Retype the listing below without alteration, starting at the line that contains "Practice step: point at the dark" and ending with the final line of the listing.

-------- Material supplied --------

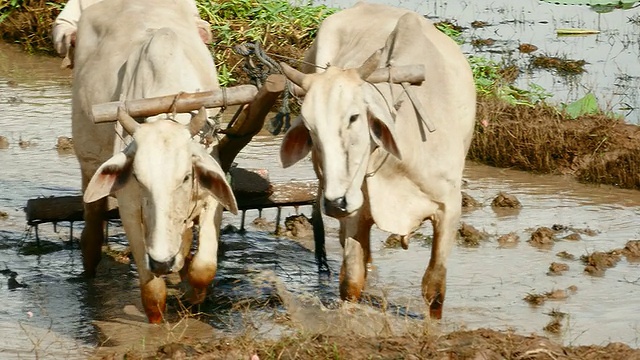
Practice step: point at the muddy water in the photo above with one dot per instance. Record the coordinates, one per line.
(612, 69)
(53, 315)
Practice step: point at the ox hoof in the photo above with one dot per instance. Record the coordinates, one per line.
(350, 289)
(435, 308)
(154, 299)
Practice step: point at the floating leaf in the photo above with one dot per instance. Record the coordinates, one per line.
(599, 6)
(588, 104)
(575, 31)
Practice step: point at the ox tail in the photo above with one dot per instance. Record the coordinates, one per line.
(157, 67)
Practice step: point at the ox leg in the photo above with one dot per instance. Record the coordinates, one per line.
(204, 264)
(187, 240)
(153, 290)
(445, 222)
(92, 236)
(355, 240)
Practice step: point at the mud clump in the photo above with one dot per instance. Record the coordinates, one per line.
(479, 24)
(508, 240)
(632, 250)
(543, 237)
(469, 202)
(65, 145)
(557, 268)
(482, 42)
(562, 66)
(297, 226)
(573, 237)
(555, 325)
(557, 294)
(565, 255)
(263, 224)
(527, 48)
(471, 236)
(24, 144)
(504, 200)
(598, 262)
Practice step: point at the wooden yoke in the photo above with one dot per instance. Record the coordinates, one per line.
(251, 120)
(240, 132)
(180, 103)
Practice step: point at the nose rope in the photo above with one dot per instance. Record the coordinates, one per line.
(194, 193)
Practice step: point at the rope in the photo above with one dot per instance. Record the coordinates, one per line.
(258, 73)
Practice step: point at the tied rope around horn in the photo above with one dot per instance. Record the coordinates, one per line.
(258, 73)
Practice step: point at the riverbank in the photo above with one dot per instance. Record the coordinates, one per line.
(528, 134)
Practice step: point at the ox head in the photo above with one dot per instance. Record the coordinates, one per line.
(343, 118)
(170, 170)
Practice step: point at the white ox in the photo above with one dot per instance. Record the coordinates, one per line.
(164, 180)
(376, 160)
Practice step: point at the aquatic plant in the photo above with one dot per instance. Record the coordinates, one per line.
(599, 6)
(491, 81)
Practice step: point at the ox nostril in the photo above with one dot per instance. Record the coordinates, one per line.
(161, 267)
(339, 204)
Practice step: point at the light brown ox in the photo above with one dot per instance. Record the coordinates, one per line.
(377, 161)
(164, 180)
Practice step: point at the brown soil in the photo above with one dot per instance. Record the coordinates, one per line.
(594, 148)
(632, 250)
(562, 66)
(469, 202)
(598, 261)
(470, 236)
(508, 240)
(557, 268)
(543, 237)
(506, 200)
(64, 145)
(4, 142)
(297, 226)
(476, 344)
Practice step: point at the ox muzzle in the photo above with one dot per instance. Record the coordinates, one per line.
(336, 208)
(162, 267)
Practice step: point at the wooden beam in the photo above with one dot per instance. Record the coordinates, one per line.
(250, 121)
(70, 208)
(184, 102)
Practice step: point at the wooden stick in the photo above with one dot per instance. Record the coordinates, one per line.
(411, 74)
(250, 121)
(183, 102)
(70, 208)
(236, 95)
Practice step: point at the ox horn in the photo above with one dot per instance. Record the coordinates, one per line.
(197, 121)
(294, 75)
(127, 122)
(370, 65)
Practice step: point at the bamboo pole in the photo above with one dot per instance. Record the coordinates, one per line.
(236, 95)
(250, 121)
(181, 103)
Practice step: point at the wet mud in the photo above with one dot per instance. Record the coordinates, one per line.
(487, 282)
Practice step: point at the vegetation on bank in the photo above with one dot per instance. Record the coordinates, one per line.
(515, 128)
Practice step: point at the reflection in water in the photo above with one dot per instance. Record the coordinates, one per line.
(485, 284)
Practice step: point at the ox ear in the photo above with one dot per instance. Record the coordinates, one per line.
(296, 143)
(211, 177)
(110, 177)
(381, 121)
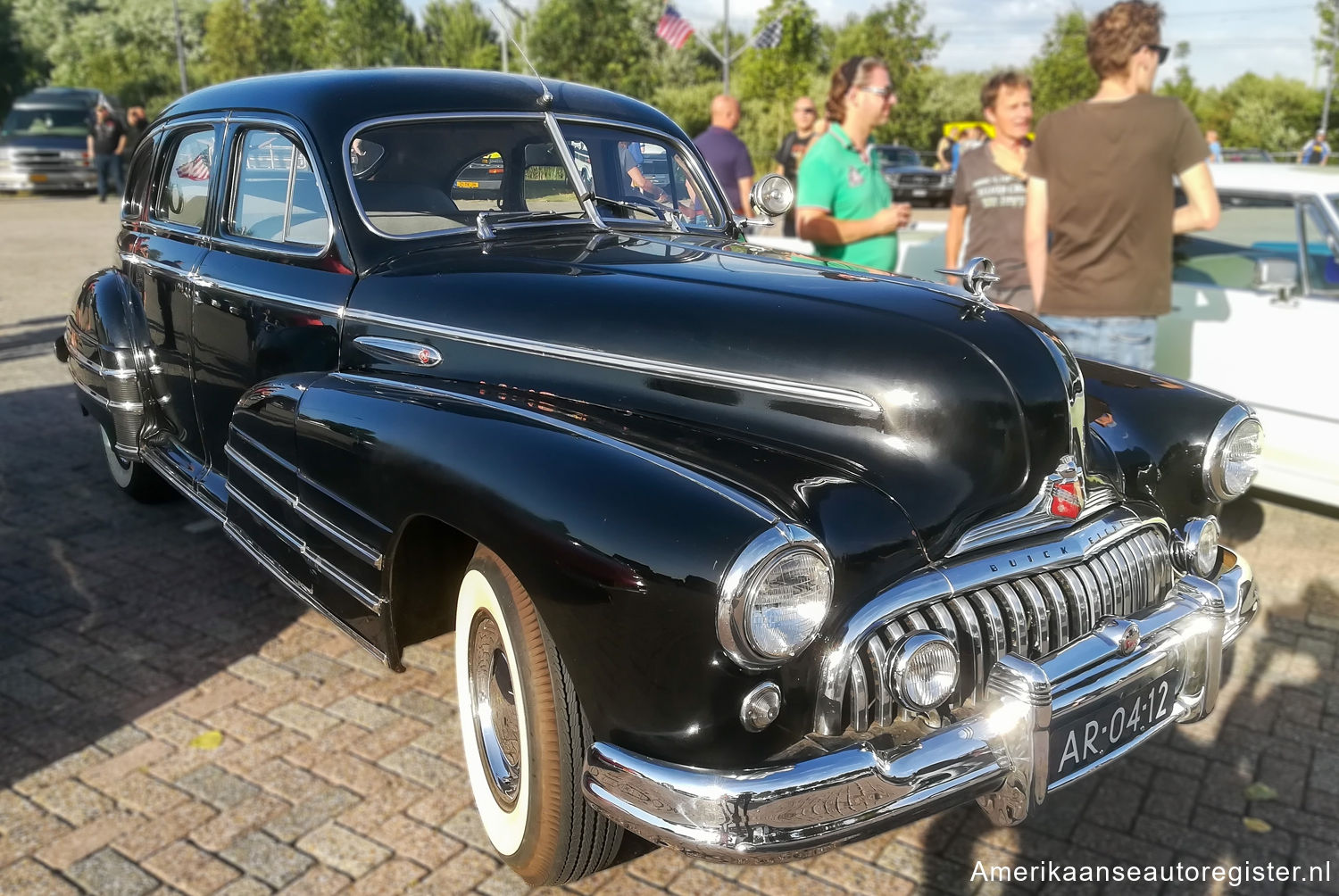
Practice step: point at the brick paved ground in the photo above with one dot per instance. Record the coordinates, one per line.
(171, 722)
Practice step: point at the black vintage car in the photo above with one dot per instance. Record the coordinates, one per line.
(746, 552)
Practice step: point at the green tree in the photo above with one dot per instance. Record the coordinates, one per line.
(295, 34)
(372, 32)
(232, 45)
(128, 48)
(896, 32)
(458, 35)
(604, 43)
(1060, 71)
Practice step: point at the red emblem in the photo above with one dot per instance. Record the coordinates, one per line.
(1066, 500)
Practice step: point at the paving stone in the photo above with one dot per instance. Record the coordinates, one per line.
(343, 850)
(311, 813)
(109, 874)
(189, 869)
(264, 858)
(216, 786)
(31, 879)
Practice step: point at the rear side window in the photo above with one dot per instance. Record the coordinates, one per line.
(185, 185)
(276, 195)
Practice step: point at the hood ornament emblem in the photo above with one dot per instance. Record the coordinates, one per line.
(977, 276)
(1066, 489)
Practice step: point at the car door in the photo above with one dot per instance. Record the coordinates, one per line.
(1264, 343)
(270, 300)
(160, 253)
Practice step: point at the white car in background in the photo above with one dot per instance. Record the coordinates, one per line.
(1255, 313)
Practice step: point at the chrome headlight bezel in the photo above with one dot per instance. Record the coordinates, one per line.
(1215, 453)
(744, 575)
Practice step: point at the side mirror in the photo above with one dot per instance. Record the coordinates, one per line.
(773, 195)
(1277, 275)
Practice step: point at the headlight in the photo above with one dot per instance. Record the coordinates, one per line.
(1232, 454)
(923, 670)
(1199, 547)
(774, 598)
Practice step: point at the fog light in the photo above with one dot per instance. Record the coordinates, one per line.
(761, 708)
(923, 670)
(1199, 547)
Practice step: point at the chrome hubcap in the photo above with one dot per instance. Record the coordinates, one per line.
(497, 729)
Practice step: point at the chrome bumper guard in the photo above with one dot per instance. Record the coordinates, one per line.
(999, 757)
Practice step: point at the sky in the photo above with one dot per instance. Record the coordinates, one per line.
(1227, 37)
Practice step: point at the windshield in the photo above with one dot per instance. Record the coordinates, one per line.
(899, 157)
(437, 176)
(46, 122)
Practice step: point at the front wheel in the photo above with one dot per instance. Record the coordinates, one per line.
(134, 477)
(525, 734)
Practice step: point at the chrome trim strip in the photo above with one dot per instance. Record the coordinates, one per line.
(738, 499)
(399, 351)
(296, 587)
(313, 559)
(825, 395)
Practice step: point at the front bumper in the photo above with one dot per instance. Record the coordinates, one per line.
(999, 756)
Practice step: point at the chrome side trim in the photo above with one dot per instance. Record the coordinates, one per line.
(399, 351)
(825, 395)
(326, 527)
(299, 591)
(693, 476)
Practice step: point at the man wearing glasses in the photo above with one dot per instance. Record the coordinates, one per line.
(1101, 203)
(843, 203)
(793, 146)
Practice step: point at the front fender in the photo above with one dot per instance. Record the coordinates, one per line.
(621, 550)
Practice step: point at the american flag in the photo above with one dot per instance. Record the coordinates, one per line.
(195, 169)
(769, 37)
(674, 29)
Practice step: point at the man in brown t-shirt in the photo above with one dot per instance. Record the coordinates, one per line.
(1101, 184)
(990, 190)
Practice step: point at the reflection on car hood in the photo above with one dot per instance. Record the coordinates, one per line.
(953, 412)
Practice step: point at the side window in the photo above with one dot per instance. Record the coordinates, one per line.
(184, 190)
(137, 182)
(276, 195)
(1322, 244)
(1250, 229)
(478, 184)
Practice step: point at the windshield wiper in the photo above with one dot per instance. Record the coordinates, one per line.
(484, 224)
(672, 220)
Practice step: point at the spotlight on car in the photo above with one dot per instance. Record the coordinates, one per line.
(923, 670)
(1199, 547)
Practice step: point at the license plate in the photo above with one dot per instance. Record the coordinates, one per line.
(1114, 722)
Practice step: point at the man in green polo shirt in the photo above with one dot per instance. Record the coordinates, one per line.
(843, 203)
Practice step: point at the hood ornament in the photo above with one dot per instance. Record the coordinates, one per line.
(977, 276)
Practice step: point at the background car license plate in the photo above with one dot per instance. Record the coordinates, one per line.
(1111, 725)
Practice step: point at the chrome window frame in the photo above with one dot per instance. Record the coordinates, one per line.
(235, 131)
(170, 133)
(345, 146)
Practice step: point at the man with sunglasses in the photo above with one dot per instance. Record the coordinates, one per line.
(793, 147)
(1101, 198)
(843, 203)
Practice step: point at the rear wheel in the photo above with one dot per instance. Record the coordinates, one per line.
(525, 734)
(134, 477)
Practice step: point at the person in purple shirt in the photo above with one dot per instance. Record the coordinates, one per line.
(728, 154)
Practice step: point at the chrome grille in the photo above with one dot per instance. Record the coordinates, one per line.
(1030, 617)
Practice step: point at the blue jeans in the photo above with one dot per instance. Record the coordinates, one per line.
(109, 170)
(1117, 340)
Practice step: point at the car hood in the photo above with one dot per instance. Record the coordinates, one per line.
(953, 412)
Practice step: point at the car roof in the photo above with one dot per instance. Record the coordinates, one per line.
(1267, 177)
(334, 101)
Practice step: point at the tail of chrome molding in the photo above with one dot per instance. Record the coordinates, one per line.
(1001, 756)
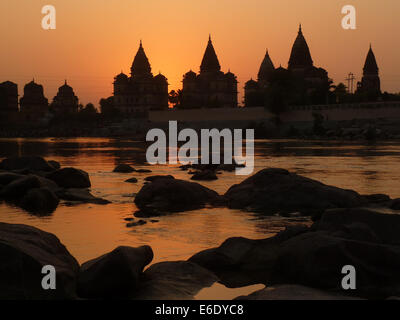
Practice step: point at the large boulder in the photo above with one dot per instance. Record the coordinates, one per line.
(173, 195)
(240, 262)
(24, 251)
(70, 178)
(19, 187)
(153, 178)
(362, 238)
(39, 201)
(277, 190)
(177, 280)
(115, 274)
(31, 163)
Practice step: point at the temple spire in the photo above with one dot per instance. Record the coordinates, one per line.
(300, 57)
(141, 66)
(370, 66)
(210, 61)
(266, 68)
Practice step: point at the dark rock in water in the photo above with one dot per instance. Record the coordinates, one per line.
(179, 280)
(81, 195)
(131, 180)
(395, 204)
(362, 238)
(241, 262)
(314, 257)
(153, 178)
(277, 190)
(70, 178)
(143, 170)
(8, 177)
(18, 188)
(24, 251)
(31, 163)
(294, 292)
(206, 175)
(185, 167)
(376, 198)
(56, 165)
(115, 274)
(39, 201)
(136, 223)
(173, 195)
(123, 168)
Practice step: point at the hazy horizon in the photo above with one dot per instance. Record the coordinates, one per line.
(96, 39)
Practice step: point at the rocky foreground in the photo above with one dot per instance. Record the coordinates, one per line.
(298, 263)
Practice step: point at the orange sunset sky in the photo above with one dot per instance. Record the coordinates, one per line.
(96, 39)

--------

- [Full output]:
Practice step: point at the dark rock in water in the photo above with one dot per instance. Record the coordinates, one per line.
(179, 280)
(81, 195)
(131, 180)
(395, 204)
(362, 238)
(241, 262)
(314, 257)
(153, 178)
(277, 190)
(70, 178)
(143, 170)
(8, 177)
(18, 188)
(24, 251)
(31, 163)
(294, 292)
(206, 175)
(185, 167)
(376, 198)
(56, 165)
(115, 274)
(39, 201)
(136, 223)
(173, 195)
(123, 168)
Practice step: point at the hazy horizon in the photo above with one dot per instance. Record the coordinates, one per line.
(96, 39)
Practice step: point at the rocky foreground in the photo above with one dot per instance. Record the coordinates, one per line.
(298, 263)
Practice step: point at the orange sunset sky in the photo above with one dot per instance. Record the coordinates, one per line.
(96, 39)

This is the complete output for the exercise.